-- Work required --
Using the data below, show every line where the word "green" occurs.

-- Data entries --
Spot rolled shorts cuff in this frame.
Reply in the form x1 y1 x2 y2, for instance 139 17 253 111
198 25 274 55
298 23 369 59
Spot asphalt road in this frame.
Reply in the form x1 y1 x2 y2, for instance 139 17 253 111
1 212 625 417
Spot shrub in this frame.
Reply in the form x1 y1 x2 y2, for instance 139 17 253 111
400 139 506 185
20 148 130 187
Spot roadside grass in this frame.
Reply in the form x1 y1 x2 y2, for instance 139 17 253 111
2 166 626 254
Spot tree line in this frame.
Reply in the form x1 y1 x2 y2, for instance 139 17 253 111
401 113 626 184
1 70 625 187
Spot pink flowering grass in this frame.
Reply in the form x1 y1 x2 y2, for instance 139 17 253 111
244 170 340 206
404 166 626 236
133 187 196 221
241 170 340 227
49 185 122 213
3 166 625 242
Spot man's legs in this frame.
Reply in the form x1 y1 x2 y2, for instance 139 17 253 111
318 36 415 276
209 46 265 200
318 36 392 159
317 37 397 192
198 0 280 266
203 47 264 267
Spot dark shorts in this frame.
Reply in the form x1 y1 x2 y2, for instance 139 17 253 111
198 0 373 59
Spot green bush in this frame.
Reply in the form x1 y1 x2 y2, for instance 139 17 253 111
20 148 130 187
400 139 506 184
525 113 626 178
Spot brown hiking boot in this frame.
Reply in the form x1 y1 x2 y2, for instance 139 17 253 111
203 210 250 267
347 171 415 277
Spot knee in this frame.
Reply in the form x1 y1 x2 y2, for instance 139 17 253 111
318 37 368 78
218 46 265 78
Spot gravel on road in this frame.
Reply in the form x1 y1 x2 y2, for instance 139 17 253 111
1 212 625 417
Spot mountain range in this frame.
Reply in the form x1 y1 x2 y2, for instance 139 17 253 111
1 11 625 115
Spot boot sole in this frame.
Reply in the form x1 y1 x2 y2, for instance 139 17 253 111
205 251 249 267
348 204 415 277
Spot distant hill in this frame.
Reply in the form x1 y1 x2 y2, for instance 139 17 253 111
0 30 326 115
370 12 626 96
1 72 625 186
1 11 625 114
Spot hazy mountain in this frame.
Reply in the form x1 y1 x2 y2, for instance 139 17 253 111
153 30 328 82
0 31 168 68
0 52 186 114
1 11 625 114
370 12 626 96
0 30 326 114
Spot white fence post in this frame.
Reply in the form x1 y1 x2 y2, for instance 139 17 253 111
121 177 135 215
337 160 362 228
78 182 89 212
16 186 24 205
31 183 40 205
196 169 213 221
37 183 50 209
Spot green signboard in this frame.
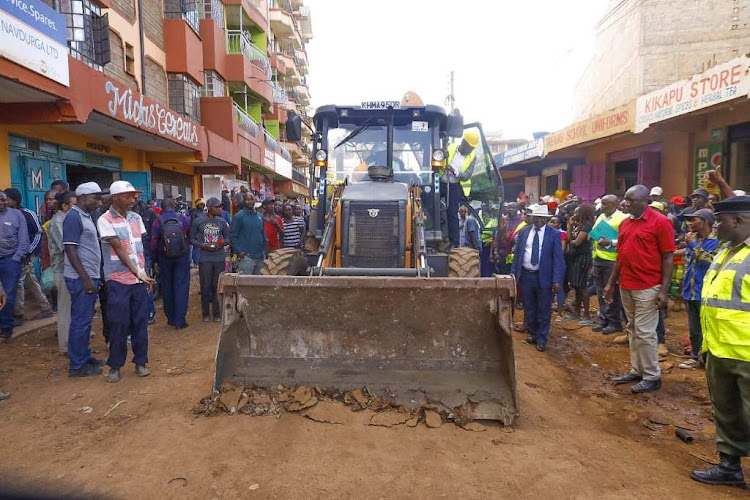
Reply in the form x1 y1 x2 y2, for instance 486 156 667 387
694 143 723 194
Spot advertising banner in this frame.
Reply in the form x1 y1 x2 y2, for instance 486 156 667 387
0 0 69 86
274 153 292 180
545 102 635 153
636 56 750 132
502 138 545 167
694 143 722 194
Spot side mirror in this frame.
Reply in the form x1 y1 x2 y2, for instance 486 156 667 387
286 112 302 142
446 112 464 138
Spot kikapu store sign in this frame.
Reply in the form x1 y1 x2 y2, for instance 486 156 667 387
105 80 200 147
636 56 750 132
0 0 69 86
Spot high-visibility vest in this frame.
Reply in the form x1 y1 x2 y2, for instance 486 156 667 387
592 210 628 261
506 220 528 264
481 218 498 244
700 244 750 362
439 143 476 197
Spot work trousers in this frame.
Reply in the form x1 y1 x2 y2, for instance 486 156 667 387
0 257 22 332
15 257 52 317
593 259 622 329
440 182 462 248
158 253 190 328
706 352 750 457
55 271 71 353
199 260 224 318
480 243 493 277
64 277 100 370
144 254 156 320
98 279 110 343
685 300 703 359
106 281 149 369
238 256 264 275
620 286 661 381
520 269 553 348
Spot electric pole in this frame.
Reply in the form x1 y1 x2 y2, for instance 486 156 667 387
445 70 455 113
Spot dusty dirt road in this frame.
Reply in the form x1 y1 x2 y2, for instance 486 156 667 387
0 282 747 499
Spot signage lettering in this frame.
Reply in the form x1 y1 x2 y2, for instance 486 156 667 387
105 81 200 147
502 138 545 167
545 102 635 153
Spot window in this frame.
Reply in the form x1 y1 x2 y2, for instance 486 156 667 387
54 0 110 70
202 0 224 25
201 71 226 97
164 0 203 33
125 43 135 75
168 73 201 121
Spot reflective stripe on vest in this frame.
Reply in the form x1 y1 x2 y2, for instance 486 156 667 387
592 211 627 261
439 143 475 197
700 244 750 362
481 218 498 243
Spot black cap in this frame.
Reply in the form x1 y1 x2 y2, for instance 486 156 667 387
683 208 715 225
690 188 709 199
713 195 750 215
206 197 222 207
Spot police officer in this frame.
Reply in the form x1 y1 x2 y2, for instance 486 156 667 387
690 195 750 489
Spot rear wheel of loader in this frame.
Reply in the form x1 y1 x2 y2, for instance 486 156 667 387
448 247 480 278
261 248 308 276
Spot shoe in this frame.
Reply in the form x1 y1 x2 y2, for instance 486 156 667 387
202 316 211 323
536 344 546 352
213 316 221 323
613 373 642 385
554 316 563 324
32 311 54 320
0 391 9 401
631 379 661 393
175 323 189 330
105 368 121 383
691 453 747 489
135 365 151 377
601 325 622 335
678 359 700 370
524 337 537 345
658 344 669 357
69 364 103 378
87 357 106 368
148 316 157 325
613 334 629 345
167 321 176 327
578 319 593 326
592 324 604 332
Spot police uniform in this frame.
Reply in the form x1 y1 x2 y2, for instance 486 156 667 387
691 196 750 489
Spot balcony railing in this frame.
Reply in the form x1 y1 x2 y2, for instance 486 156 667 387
292 168 307 184
270 81 289 106
279 144 291 162
226 30 270 76
263 128 278 152
233 102 259 138
286 89 299 102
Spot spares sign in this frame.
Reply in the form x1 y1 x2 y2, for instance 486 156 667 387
636 56 750 132
0 0 69 86
545 102 634 153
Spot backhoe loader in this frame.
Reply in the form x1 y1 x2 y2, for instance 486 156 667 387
213 96 519 423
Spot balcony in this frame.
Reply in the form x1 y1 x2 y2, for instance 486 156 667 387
234 102 260 138
263 128 279 152
226 31 270 76
292 168 307 184
279 143 291 162
269 7 295 38
270 81 289 106
294 84 310 105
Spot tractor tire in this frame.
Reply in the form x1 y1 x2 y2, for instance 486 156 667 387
448 247 480 278
261 248 308 276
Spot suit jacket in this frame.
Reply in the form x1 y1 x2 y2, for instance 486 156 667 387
510 225 565 289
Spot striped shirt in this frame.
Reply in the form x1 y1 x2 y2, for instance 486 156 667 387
97 207 147 285
282 216 305 248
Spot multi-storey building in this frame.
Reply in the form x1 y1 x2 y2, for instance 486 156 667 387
0 0 312 211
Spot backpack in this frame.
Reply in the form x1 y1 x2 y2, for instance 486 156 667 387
159 216 189 258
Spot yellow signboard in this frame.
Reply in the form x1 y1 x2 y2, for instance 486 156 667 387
545 101 635 153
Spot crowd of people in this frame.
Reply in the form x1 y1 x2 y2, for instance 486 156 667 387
0 181 308 386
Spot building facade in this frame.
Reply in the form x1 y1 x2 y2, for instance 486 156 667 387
0 0 312 212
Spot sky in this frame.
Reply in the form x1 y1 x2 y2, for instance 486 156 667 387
305 0 608 140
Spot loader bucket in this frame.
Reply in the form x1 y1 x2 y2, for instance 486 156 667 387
214 275 519 424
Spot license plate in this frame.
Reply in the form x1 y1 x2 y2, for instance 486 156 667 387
361 101 401 110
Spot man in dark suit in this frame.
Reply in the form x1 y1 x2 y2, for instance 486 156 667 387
511 205 565 352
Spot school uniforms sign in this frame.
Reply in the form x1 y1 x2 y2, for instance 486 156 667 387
0 0 69 86
636 56 750 133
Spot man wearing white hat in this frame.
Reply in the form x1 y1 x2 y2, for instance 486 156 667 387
510 204 565 352
97 181 155 383
649 186 663 203
63 182 106 377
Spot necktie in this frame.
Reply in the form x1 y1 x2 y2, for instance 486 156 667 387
531 228 540 266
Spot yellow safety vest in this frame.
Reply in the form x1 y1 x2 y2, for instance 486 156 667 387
592 210 628 261
506 220 528 264
701 244 750 362
439 143 476 197
481 218 498 244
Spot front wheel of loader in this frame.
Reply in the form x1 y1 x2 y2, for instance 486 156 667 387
261 248 309 276
448 247 480 277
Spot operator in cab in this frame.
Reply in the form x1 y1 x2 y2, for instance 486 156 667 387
439 130 479 248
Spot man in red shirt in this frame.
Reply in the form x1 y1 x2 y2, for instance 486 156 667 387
604 185 674 394
261 199 284 252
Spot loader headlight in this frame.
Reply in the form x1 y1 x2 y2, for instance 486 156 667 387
432 149 445 162
315 150 328 162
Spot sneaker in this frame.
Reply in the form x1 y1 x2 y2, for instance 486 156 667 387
69 364 103 378
679 358 700 369
601 325 622 335
135 365 151 377
613 334 629 345
658 344 669 357
213 316 222 323
0 391 9 401
202 316 211 323
87 357 106 368
105 368 121 383
578 319 593 326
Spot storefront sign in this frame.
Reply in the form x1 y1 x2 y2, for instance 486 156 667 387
636 56 750 132
104 81 200 148
275 153 292 180
502 138 545 167
694 143 722 194
545 102 634 153
263 148 275 170
0 0 69 85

-- Your response --
Spot green bush in this frame.
Spot green signboard in this frame.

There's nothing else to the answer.